---- Entries provided
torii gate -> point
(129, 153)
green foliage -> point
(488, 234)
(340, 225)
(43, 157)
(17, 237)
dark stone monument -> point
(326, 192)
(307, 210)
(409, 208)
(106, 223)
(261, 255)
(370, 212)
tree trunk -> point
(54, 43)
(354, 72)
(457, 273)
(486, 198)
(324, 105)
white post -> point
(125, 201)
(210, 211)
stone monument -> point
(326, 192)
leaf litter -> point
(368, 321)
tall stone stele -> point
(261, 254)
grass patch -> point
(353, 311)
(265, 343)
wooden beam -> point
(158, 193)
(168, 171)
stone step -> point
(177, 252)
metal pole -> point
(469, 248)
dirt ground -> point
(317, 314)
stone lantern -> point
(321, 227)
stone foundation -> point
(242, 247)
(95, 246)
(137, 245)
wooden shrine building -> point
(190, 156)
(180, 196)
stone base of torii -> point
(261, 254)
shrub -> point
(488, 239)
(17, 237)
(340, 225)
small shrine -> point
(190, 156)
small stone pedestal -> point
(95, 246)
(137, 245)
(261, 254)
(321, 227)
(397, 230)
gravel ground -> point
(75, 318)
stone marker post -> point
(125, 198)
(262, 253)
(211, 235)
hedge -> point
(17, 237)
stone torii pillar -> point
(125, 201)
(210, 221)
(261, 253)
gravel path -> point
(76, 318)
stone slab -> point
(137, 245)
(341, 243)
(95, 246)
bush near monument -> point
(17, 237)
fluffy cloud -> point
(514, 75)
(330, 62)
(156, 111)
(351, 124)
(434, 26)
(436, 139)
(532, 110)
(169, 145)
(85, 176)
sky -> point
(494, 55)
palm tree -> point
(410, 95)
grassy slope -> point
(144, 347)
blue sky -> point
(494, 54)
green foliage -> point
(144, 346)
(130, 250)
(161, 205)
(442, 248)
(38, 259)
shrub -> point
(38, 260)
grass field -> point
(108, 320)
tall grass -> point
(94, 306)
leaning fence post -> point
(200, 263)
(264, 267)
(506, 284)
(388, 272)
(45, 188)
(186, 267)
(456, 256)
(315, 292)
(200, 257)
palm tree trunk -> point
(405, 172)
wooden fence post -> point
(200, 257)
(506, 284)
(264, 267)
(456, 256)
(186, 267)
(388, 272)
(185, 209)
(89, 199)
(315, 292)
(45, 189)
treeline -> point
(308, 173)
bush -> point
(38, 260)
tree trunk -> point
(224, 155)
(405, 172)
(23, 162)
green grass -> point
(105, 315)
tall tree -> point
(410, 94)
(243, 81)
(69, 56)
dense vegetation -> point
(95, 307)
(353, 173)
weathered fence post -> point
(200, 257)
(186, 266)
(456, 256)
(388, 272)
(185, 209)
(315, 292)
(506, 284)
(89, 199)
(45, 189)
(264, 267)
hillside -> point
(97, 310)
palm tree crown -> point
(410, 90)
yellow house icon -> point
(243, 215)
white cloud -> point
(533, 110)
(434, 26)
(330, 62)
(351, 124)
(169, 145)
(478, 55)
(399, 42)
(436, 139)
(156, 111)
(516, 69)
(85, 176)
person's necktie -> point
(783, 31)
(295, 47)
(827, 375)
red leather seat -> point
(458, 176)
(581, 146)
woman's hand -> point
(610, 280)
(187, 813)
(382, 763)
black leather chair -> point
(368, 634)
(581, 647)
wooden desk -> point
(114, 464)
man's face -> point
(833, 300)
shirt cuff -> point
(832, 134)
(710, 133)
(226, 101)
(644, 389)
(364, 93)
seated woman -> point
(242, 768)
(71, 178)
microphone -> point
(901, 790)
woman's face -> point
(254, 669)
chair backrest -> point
--------
- [What you are asked to do]
Print every row above line for line, with no changes.

- [The result]
torii gate -> point
(129, 153)
green foliage -> point
(488, 234)
(340, 225)
(43, 157)
(17, 237)
dark stone monument -> point
(326, 192)
(307, 210)
(409, 208)
(106, 223)
(261, 255)
(370, 212)
tree trunk -> point
(54, 43)
(354, 72)
(457, 273)
(486, 198)
(324, 105)
white post -> point
(125, 201)
(210, 211)
stone monument -> point
(326, 192)
leaf litter -> point
(368, 321)
tall stone stele -> point
(261, 254)
grass patch -> point
(353, 311)
(265, 343)
wooden beam -> point
(158, 193)
(168, 171)
stone step -> point
(177, 252)
metal pole -> point
(469, 248)
dirt ground -> point
(317, 314)
stone lantern -> point
(321, 227)
stone foundation -> point
(242, 247)
(95, 246)
(137, 245)
wooden shrine building -> point
(190, 156)
(180, 196)
stone base of torii -> point
(261, 254)
shrub -> point
(488, 239)
(17, 237)
(340, 225)
small shrine -> point
(190, 156)
small stone pedestal -> point
(95, 246)
(137, 245)
(261, 254)
(321, 227)
(397, 230)
gravel ground -> point
(75, 318)
stone marker post -> point
(125, 198)
(262, 253)
(211, 235)
hedge -> point
(17, 237)
stone torii pillar -> point
(125, 201)
(210, 221)
(261, 253)
gravel path -> point
(76, 318)
stone slab -> point
(137, 245)
(341, 243)
(95, 246)
bush near monument -> point
(17, 237)
fluffy cloud -> point
(514, 75)
(330, 62)
(156, 111)
(351, 124)
(434, 26)
(436, 139)
(532, 110)
(169, 145)
(85, 176)
sky -> point
(494, 55)
palm tree -> point
(410, 95)
grassy slope -> point
(144, 347)
blue sky -> point
(494, 54)
green foliage -> point
(144, 346)
(130, 250)
(161, 205)
(442, 248)
(38, 259)
shrub -> point
(38, 260)
grass field -> point
(108, 320)
tall grass -> point
(94, 306)
leaning fence post -> point
(200, 263)
(264, 267)
(506, 284)
(388, 272)
(45, 188)
(186, 267)
(456, 256)
(315, 292)
(200, 257)
palm tree trunk -> point
(405, 172)
wooden fence post -> point
(200, 257)
(506, 284)
(264, 267)
(456, 256)
(186, 267)
(388, 272)
(185, 209)
(89, 199)
(315, 292)
(45, 189)
treeline -> point
(308, 173)
bush -> point
(38, 260)
tree trunk -> point
(224, 155)
(405, 172)
(23, 162)
green grass -> point
(105, 315)
tall tree -> point
(410, 94)
(243, 81)
(69, 56)
dense vegetation -> point
(95, 307)
(353, 173)
weathered fence post -> point
(200, 257)
(186, 266)
(456, 256)
(388, 272)
(185, 209)
(315, 292)
(506, 284)
(89, 199)
(45, 189)
(264, 267)
hillside -> point
(97, 310)
palm tree crown -> point
(410, 90)
yellow house icon -> point
(243, 215)
white cloud -> point
(533, 110)
(434, 26)
(330, 62)
(351, 124)
(169, 145)
(478, 55)
(399, 42)
(436, 139)
(156, 111)
(516, 69)
(85, 176)
person's necktie -> point
(783, 31)
(295, 47)
(827, 375)
red leather seat -> point
(458, 176)
(581, 146)
woman's hand -> point
(610, 280)
(187, 813)
(382, 763)
black leather chair -> point
(368, 634)
(581, 647)
wooden desk -> point
(114, 464)
man's face -> point
(833, 300)
shirt cuff -> point
(832, 134)
(710, 133)
(226, 101)
(644, 389)
(364, 93)
seated woman -> point
(242, 768)
(71, 178)
microphone -> point
(901, 790)
woman's face -> point
(254, 669)
chair backrest -> point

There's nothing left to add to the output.